__Excerpted text__
-- START --

# Practically New Troy Bilt 2890 drive issues - Friction wheel? Cable?



## DrClaw (Nov 15, 2016)

Hi everyone, new to the site. We received a sweet Troy Bilt 2890 3 stage snow blower 2 years ago for xmas. we live in the northeast so we used it a lot the first year and dont think we took it out last year. Towards the end of the first year of use it started to stop driving, it would lurch forward a foot maybe then the wheels would stop turning. I would have to find this impossible to hold position on the drive lever that was somewhere in between released and held down. 

Im getting the snowblower prepared for this year and went through some basic troubleshooting including checking the cable tension by loosening the bracket at the bottom and adjusting it from max tight to max loose. Neither helped. Ive also removed the belly cover and checked the friction wheel to check the friction belt/pulley and the friction plate to make sure it wasnt greasy. The friction belt and plate were clean but I wiped them down with gasoline to be sure. Still no luck. Engine starts fine. Friction plate spins well but as soon as i pull the drive lever down it moves a foot or so then stops.

-- END --

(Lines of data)
-- START --

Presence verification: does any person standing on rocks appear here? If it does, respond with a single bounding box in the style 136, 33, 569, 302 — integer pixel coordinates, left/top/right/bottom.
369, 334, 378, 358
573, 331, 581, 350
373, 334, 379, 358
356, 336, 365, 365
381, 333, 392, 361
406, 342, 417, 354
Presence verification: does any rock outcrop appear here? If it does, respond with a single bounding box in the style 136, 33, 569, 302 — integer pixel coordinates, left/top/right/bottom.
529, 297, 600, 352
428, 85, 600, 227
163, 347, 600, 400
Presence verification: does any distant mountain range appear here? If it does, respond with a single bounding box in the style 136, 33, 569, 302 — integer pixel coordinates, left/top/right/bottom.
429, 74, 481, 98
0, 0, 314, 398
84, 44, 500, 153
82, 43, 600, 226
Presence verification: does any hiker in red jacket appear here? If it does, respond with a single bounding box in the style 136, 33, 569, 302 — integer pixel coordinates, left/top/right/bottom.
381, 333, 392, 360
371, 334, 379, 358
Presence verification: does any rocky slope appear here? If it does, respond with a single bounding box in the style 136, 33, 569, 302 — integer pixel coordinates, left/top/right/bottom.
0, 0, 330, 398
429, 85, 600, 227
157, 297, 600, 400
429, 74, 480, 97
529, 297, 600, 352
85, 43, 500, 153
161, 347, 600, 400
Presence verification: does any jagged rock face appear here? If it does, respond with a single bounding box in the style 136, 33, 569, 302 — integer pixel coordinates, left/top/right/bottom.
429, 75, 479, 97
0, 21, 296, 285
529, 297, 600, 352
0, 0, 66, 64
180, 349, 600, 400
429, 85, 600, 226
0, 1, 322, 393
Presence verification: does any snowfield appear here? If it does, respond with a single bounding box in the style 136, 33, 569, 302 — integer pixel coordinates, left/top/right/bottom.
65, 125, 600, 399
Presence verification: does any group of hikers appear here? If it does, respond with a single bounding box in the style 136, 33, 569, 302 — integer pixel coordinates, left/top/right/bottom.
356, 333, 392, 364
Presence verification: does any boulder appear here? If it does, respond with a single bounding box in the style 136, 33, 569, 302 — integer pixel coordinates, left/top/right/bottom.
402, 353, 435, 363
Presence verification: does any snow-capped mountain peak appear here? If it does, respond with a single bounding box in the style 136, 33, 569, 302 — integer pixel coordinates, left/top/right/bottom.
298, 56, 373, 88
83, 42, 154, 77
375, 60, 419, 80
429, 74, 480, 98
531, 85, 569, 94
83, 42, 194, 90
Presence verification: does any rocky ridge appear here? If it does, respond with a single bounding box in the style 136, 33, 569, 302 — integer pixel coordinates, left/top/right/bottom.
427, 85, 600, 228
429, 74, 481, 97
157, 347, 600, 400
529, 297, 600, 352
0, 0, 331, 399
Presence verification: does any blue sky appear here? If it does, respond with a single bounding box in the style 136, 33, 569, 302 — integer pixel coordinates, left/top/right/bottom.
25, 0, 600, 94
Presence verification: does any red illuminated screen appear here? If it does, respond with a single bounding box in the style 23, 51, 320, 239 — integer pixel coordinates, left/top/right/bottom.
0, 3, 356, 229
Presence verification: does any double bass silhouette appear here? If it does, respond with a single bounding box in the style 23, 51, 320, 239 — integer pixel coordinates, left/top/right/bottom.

-- END --

__Tasks to perform__
1. Translate this sentence from the snow blower forum post into Spanish: "The friction belt and plate were clean but I wiped them down with gasoline to be sure."
2. Write out the passage of the snow blower forum post from "Hi everyone, new" up to and including "and held down.", with every word and punctuation mark unchanged.

__Answers given__
1. La correa y la placa de fricción estaban limpias, pero las limpié con gasolina para asegurarme.

2.
Hi everyone, new to the site. We received a sweet Troy Bilt 2890 3 stage snow blower 2 years ago for xmas. we live in the northeast so we used it a lot the first year and dont think we took it out last year. Towards the end of the first year of use it started to stop driving, it would lurch forward a foot maybe then the wheels would stop turning. I would have to find this impossible to hold position on the drive lever that was somewhere in between released and held down.